··· Task input
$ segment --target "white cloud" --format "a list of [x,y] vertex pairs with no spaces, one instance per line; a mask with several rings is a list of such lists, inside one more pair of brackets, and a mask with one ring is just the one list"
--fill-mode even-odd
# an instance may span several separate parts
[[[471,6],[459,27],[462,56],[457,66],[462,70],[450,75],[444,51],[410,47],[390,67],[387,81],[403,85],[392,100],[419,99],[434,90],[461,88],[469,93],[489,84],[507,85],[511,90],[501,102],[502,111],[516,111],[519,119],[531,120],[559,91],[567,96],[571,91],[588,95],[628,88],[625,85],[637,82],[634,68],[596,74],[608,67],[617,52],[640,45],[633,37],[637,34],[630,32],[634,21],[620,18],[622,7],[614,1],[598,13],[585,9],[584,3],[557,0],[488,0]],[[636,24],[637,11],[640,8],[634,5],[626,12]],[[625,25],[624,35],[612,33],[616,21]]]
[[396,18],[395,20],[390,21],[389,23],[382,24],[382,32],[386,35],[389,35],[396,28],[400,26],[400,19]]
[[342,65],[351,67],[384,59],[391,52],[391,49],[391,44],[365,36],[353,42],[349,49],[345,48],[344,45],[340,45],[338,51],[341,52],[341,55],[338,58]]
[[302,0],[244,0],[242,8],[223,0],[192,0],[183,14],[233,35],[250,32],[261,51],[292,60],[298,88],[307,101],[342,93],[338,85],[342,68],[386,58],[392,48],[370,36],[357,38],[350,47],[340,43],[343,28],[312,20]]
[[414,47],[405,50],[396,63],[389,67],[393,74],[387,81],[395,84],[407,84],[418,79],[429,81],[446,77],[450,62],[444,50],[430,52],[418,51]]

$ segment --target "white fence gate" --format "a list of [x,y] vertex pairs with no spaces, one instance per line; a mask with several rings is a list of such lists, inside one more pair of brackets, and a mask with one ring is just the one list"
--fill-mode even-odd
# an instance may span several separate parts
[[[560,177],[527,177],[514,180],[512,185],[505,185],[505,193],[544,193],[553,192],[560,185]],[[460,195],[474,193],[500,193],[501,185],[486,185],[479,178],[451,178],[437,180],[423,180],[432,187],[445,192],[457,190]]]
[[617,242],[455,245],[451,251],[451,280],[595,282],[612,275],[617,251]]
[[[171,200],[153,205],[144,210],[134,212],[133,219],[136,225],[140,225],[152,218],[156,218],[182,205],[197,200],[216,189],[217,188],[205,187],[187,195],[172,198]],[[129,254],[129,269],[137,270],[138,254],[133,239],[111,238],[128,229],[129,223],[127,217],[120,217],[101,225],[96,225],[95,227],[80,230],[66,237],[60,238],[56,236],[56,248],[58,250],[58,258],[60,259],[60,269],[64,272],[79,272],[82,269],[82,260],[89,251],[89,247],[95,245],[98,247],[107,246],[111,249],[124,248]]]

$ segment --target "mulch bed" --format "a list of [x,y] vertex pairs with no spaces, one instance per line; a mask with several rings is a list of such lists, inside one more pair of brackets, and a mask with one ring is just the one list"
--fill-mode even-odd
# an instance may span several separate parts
······
▶ _Task brief_
Word for word, copy every entry.

▶ _Written answer_
$ segment --target "white cloud" --format "a list of [x,y] vertex pairs with no spaces, one instance per line; a mask with several rings is a list of such lists, inside one more pair of brackets, and a mask with one ring is just the one list"
--fill-mode even-odd
# an instance may span several separate parts
[[[471,6],[459,27],[462,56],[457,66],[462,70],[450,75],[444,51],[410,47],[390,67],[387,81],[403,85],[392,100],[419,99],[434,90],[461,88],[469,93],[489,84],[507,85],[511,90],[501,102],[502,111],[516,111],[519,119],[531,120],[559,91],[567,96],[571,91],[588,95],[628,88],[625,85],[637,82],[634,68],[596,74],[608,67],[617,52],[640,45],[633,37],[637,34],[630,32],[634,21],[620,18],[622,7],[614,1],[598,13],[585,9],[584,3],[557,0],[488,0]],[[636,24],[637,11],[640,8],[634,5],[626,12]],[[625,25],[624,35],[612,33],[616,21]]]
[[396,18],[395,20],[390,21],[389,23],[382,24],[382,32],[386,35],[389,35],[396,28],[400,26],[400,19]]
[[342,65],[351,67],[384,59],[391,52],[391,49],[391,44],[365,36],[353,42],[349,49],[345,48],[344,45],[340,45],[338,51],[341,52],[341,55],[338,58]]
[[302,0],[244,0],[242,8],[223,0],[192,0],[183,14],[233,35],[250,32],[261,51],[292,60],[298,88],[307,101],[342,93],[338,85],[342,68],[386,58],[392,48],[370,36],[357,38],[350,47],[340,43],[343,28],[312,20]]
[[414,47],[405,50],[396,63],[389,67],[393,74],[387,81],[395,84],[407,84],[418,79],[429,81],[446,77],[450,62],[444,50],[430,52],[418,51]]

$ segment --target "white fence gate" --format "a list of [x,y] vertex pairs with no spaces, one instance per line; a mask with several rings is a list of such lists, inside one more pair of brackets, and a mask with one ring is just the one list"
--fill-mode even-odd
# an instance may span several separate parts
[[[560,177],[527,177],[514,180],[512,185],[505,185],[505,193],[544,193],[553,192],[560,185]],[[460,195],[474,193],[500,193],[501,185],[486,185],[479,178],[451,178],[437,180],[423,180],[432,187],[445,192],[457,190]]]
[[617,242],[455,245],[451,251],[451,280],[595,282],[612,275],[617,251]]
[[[171,200],[153,205],[144,210],[134,212],[133,219],[136,225],[140,225],[152,218],[156,218],[182,205],[197,200],[216,189],[217,188],[205,187],[187,195],[172,198]],[[129,254],[129,269],[137,270],[138,254],[133,239],[111,238],[128,229],[129,223],[127,217],[120,217],[101,225],[96,225],[95,227],[80,230],[66,237],[60,238],[56,236],[56,248],[58,250],[58,258],[60,259],[60,269],[64,272],[79,272],[82,269],[82,260],[89,251],[89,247],[95,245],[98,247],[107,246],[111,249],[124,248]]]

$ segment --target "mulch bed" --format "a list of [x,y] vertex pairs with no spaces, one instance per line; a mask with several rings is a list of such lists, inside one more pair of brackets, and a mask with one ring is just the one list"
--fill-mode even-odd
# an instance may span several separate parts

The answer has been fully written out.